Repeat word for word every line from the one holding "house shown in the photo above." to the end of the material below.

---------- Material for this task

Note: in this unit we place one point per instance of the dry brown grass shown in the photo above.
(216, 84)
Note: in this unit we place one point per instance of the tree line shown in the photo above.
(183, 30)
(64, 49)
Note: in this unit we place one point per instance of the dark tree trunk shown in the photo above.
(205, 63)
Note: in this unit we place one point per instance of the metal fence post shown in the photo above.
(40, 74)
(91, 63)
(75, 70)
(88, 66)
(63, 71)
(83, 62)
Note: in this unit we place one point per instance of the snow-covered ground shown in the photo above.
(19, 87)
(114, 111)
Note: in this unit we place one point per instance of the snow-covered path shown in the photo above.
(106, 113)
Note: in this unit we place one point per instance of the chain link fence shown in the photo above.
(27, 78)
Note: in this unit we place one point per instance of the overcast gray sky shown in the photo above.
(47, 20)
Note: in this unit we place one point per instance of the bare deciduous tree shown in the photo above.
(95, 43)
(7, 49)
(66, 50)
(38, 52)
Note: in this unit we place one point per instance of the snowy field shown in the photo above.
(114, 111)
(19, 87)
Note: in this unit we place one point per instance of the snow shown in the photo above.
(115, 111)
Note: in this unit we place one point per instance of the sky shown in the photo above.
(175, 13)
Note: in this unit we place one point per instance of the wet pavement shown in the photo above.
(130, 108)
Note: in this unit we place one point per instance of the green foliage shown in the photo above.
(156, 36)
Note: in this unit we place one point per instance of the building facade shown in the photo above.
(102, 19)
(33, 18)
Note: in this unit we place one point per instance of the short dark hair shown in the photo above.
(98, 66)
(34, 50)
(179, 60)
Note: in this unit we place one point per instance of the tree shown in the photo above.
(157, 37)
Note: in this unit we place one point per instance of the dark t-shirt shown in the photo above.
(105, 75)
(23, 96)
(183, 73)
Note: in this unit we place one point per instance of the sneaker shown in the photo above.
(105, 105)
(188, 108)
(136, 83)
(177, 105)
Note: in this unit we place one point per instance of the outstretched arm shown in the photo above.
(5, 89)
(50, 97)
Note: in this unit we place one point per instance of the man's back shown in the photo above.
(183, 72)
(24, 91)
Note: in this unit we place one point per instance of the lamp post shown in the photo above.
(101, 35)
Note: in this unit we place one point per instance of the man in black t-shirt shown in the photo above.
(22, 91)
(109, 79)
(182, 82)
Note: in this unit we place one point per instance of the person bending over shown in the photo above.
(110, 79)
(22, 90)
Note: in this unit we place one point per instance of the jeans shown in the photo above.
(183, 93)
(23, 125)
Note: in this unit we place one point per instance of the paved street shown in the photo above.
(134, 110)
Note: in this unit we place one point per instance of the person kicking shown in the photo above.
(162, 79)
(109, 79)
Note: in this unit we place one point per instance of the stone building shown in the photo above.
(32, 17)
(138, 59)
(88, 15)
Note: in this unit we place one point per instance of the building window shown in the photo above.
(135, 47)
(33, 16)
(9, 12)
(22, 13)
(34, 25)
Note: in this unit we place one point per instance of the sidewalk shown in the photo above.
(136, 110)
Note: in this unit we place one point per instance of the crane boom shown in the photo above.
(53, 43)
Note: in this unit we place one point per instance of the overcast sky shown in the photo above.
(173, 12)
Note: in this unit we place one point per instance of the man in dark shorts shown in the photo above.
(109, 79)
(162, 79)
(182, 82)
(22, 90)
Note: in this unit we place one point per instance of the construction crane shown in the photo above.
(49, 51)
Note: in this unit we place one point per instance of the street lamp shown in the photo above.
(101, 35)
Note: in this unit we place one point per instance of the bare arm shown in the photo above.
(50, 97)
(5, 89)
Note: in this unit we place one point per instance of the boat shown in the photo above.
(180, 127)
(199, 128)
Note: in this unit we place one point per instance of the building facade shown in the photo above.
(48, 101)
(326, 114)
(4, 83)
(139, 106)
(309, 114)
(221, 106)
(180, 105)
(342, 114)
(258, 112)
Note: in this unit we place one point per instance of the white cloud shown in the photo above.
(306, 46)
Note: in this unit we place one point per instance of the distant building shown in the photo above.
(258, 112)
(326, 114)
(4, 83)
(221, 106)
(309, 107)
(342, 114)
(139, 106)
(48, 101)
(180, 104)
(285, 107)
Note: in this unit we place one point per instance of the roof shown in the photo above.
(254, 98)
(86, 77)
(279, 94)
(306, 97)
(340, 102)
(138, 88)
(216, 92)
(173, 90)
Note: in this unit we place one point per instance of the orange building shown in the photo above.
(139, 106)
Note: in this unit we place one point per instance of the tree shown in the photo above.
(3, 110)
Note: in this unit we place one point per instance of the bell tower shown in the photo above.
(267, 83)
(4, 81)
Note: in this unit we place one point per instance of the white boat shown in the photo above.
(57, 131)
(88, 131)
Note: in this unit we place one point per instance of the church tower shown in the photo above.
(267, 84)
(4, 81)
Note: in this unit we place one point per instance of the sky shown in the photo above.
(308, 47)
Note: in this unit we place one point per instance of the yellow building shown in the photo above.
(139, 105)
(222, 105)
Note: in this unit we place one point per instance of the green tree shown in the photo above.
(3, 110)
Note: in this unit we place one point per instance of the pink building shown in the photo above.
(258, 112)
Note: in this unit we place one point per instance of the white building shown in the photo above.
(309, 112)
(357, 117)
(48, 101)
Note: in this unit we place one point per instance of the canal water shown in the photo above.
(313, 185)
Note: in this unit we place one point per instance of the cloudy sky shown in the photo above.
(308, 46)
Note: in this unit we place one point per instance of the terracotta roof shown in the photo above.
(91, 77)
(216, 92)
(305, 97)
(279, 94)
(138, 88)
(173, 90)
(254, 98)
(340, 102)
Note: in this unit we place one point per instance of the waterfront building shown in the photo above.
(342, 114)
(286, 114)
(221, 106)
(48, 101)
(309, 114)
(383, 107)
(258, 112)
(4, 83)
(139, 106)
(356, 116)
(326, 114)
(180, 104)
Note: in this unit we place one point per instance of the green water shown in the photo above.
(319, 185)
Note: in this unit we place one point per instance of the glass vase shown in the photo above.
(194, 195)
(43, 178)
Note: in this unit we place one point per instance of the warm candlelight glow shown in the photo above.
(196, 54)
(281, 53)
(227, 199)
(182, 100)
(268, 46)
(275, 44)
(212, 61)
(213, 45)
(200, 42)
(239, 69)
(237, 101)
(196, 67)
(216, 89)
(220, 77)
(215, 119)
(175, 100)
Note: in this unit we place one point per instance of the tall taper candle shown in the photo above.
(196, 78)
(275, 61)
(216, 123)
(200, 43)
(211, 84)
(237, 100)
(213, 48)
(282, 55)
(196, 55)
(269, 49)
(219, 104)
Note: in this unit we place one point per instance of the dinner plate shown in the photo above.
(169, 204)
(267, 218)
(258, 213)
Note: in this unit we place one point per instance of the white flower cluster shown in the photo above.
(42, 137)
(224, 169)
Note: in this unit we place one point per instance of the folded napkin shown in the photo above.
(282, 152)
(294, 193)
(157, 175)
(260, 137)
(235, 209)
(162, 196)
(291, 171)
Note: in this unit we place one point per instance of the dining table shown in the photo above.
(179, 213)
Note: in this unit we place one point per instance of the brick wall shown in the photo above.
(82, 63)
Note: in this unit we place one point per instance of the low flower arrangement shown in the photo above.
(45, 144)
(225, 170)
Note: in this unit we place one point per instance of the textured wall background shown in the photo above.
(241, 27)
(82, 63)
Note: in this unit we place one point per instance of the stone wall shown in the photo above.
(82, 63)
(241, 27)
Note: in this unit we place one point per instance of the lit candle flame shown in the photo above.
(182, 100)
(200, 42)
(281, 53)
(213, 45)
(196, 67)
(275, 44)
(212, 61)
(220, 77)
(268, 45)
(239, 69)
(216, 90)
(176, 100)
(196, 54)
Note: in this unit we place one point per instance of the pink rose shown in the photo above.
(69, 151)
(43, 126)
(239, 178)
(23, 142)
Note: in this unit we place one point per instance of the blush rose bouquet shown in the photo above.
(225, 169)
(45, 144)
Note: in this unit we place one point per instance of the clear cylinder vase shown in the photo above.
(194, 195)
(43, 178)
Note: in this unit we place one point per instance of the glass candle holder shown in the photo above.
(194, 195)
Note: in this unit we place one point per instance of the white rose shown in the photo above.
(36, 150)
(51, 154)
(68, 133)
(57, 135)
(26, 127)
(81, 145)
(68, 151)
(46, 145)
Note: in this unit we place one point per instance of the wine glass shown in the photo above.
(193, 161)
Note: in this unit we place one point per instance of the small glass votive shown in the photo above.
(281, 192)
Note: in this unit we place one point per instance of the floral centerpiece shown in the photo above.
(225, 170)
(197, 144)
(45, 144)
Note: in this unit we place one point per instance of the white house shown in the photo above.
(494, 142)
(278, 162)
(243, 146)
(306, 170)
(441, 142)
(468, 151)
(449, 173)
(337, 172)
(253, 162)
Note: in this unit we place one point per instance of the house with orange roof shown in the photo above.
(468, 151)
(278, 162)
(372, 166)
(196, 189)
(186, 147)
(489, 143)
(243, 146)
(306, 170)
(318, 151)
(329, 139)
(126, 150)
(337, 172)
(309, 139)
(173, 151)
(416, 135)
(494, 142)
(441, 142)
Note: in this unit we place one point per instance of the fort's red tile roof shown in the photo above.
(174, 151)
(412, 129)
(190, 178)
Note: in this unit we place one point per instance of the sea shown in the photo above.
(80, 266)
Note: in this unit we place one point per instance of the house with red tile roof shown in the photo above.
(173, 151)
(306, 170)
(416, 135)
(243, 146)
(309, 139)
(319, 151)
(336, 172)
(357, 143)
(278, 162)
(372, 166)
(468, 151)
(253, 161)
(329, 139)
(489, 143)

--------------------

* Answer to this exercise:
Note: in this unit we place one point per instance of the white house shown in the photo above.
(494, 142)
(278, 162)
(243, 146)
(306, 170)
(441, 142)
(468, 151)
(449, 173)
(337, 172)
(253, 162)
Note: in this unit we place one point per instance of the house with orange roof shown in the photo above.
(468, 151)
(278, 162)
(372, 166)
(196, 189)
(186, 147)
(489, 143)
(243, 146)
(306, 170)
(318, 151)
(329, 139)
(126, 150)
(337, 172)
(309, 139)
(173, 151)
(416, 135)
(494, 142)
(441, 142)
Note: in this unit we place one point per instance of the fort's red tile roof shown in the photo above.
(174, 151)
(412, 129)
(190, 178)
Note: in this unit we place one point per instance of the sea shown in the photo above.
(80, 266)
Note: in this unit we place one point per instance of the house with red tile roof shown in the photo above.
(173, 151)
(306, 170)
(416, 135)
(243, 146)
(309, 139)
(319, 151)
(336, 172)
(357, 143)
(278, 162)
(372, 166)
(468, 151)
(253, 161)
(329, 139)
(489, 143)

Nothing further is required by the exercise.